**Task item:**
Please return the data that follows precisely as written, but without the images.

**Data extract:**
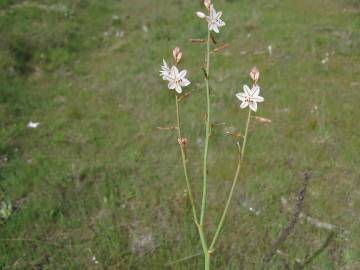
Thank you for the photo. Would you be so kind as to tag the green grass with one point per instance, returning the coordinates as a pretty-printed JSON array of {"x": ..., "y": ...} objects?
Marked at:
[{"x": 97, "y": 178}]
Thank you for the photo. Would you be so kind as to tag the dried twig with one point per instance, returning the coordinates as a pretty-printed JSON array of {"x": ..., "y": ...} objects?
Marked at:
[{"x": 294, "y": 219}]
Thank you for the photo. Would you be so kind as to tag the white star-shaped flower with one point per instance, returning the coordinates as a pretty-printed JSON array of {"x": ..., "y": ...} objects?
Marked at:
[
  {"x": 250, "y": 97},
  {"x": 214, "y": 21},
  {"x": 165, "y": 71},
  {"x": 177, "y": 79}
]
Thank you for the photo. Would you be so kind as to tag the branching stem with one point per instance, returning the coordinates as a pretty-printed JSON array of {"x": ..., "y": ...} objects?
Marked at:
[{"x": 219, "y": 227}]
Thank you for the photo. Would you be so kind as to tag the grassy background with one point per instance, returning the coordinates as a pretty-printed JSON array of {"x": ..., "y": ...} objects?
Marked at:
[{"x": 98, "y": 179}]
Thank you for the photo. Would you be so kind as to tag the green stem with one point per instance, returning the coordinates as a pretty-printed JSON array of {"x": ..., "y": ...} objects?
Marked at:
[
  {"x": 207, "y": 261},
  {"x": 203, "y": 202},
  {"x": 233, "y": 185},
  {"x": 183, "y": 158}
]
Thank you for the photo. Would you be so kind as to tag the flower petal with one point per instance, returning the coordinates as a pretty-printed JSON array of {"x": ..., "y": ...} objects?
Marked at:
[
  {"x": 212, "y": 11},
  {"x": 247, "y": 90},
  {"x": 253, "y": 105},
  {"x": 174, "y": 71},
  {"x": 241, "y": 96},
  {"x": 215, "y": 28},
  {"x": 184, "y": 82},
  {"x": 178, "y": 89},
  {"x": 220, "y": 22},
  {"x": 244, "y": 104},
  {"x": 255, "y": 91},
  {"x": 172, "y": 85},
  {"x": 182, "y": 74}
]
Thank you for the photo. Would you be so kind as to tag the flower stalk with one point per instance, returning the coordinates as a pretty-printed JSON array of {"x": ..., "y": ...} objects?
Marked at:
[
  {"x": 236, "y": 177},
  {"x": 249, "y": 98}
]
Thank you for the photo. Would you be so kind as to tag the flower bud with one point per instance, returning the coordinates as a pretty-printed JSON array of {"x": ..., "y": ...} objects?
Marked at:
[
  {"x": 200, "y": 14},
  {"x": 183, "y": 141},
  {"x": 207, "y": 3},
  {"x": 254, "y": 74},
  {"x": 262, "y": 120},
  {"x": 177, "y": 53}
]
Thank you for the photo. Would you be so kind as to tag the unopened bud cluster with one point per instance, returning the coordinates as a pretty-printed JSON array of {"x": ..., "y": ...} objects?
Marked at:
[
  {"x": 254, "y": 74},
  {"x": 177, "y": 54}
]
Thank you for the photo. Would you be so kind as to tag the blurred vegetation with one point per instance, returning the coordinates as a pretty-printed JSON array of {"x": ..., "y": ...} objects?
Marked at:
[{"x": 97, "y": 178}]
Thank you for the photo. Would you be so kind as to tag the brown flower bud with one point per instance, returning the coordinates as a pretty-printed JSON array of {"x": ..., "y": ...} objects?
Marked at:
[
  {"x": 262, "y": 120},
  {"x": 177, "y": 53},
  {"x": 183, "y": 141},
  {"x": 254, "y": 74},
  {"x": 207, "y": 3}
]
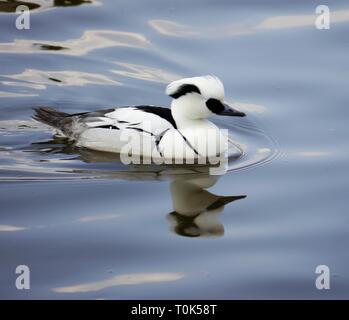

**Output for this task:**
Thank you for the photo. Would you be so kind as to tag the green grass with one point per instance, returning the coordinates as a pretty-printed JSON array of {"x": ..., "y": ...} objects?
Marked at:
[{"x": 97, "y": 178}]
Thank you for the photo. Would you be so kind as to tag the dried twig with one point per instance, returning the coordinates as a pretty-printed JSON array of {"x": ..., "y": ...} objects?
Marked at:
[{"x": 294, "y": 219}]
Thank you for the photo. Would you be so kind as to tag the white star-shaped flower with one point per instance, returning the coordinates as a pretty-printed JSON array of {"x": ..., "y": ...} objects?
Marked at:
[
  {"x": 250, "y": 97},
  {"x": 214, "y": 21},
  {"x": 165, "y": 71},
  {"x": 177, "y": 79}
]
Thank you for the photo. Would you be so kind as to tag the branching stem with one point per instance, returning the coordinates as a pretty-printed JSON array of {"x": ..., "y": ...} objects?
Marked at:
[{"x": 219, "y": 227}]
Thank you for the photo. Would you be so kind as to tag the grassy background with one point per instance, returning the coordinates as a pretty-printed JSON array of {"x": ..., "y": ...} objects?
Marked at:
[{"x": 98, "y": 179}]
Thank you for the photo. Would you be so kind as to tag the green stem with one point per instance, returning the coordinates as a pretty-printed JSON array of {"x": ..., "y": ...} objects?
Marked at:
[
  {"x": 207, "y": 261},
  {"x": 203, "y": 202},
  {"x": 233, "y": 185},
  {"x": 183, "y": 158}
]
Thank you for the photo. Would you be so kind as to tag the flower petal with one point per instance, returning the coordinates as a pretty-printed JSON array of {"x": ..., "y": ...} objects?
Marked at:
[
  {"x": 212, "y": 11},
  {"x": 247, "y": 90},
  {"x": 253, "y": 105},
  {"x": 174, "y": 71},
  {"x": 241, "y": 96},
  {"x": 215, "y": 28},
  {"x": 184, "y": 82},
  {"x": 178, "y": 89},
  {"x": 220, "y": 22},
  {"x": 244, "y": 104},
  {"x": 255, "y": 91},
  {"x": 172, "y": 85},
  {"x": 182, "y": 74}
]
Thank you for the photo. Would you be so kind as to tag the flower stalk with one point per instance, returning the coordinates as a pretty-printed JSON array of {"x": ..., "y": ...} objects?
Marked at:
[
  {"x": 236, "y": 177},
  {"x": 249, "y": 98}
]
Thank you for the photo. Would you be so kind as to tag the flower bud with one point per instance, returning the coordinates as a pretty-printed JSON array of {"x": ..., "y": ...} objects?
Marked at:
[
  {"x": 200, "y": 14},
  {"x": 183, "y": 141},
  {"x": 207, "y": 3},
  {"x": 254, "y": 74},
  {"x": 262, "y": 120},
  {"x": 177, "y": 53}
]
Thank you for the photo. Would you be so kind as to tag the unopened bud cluster with one point per instance, returning the coordinates as a pretty-printed JSON array of {"x": ..., "y": ...} objects?
Marked at:
[
  {"x": 254, "y": 74},
  {"x": 177, "y": 54}
]
Thank you for the photo. Would you be so kind as to tag the blurred vegetation with one point per instance, returning the coordinates as a pretty-printed JSON array of {"x": ..., "y": ...} objects?
Marked at:
[{"x": 97, "y": 178}]
Thank you for the photo. Would you be so kind as to tag the brown flower bud with one point per instance, returning the coordinates as a pretty-printed JSON array of {"x": ..., "y": ...} objects?
Marked at:
[
  {"x": 262, "y": 120},
  {"x": 177, "y": 53},
  {"x": 183, "y": 141},
  {"x": 254, "y": 74},
  {"x": 207, "y": 3}
]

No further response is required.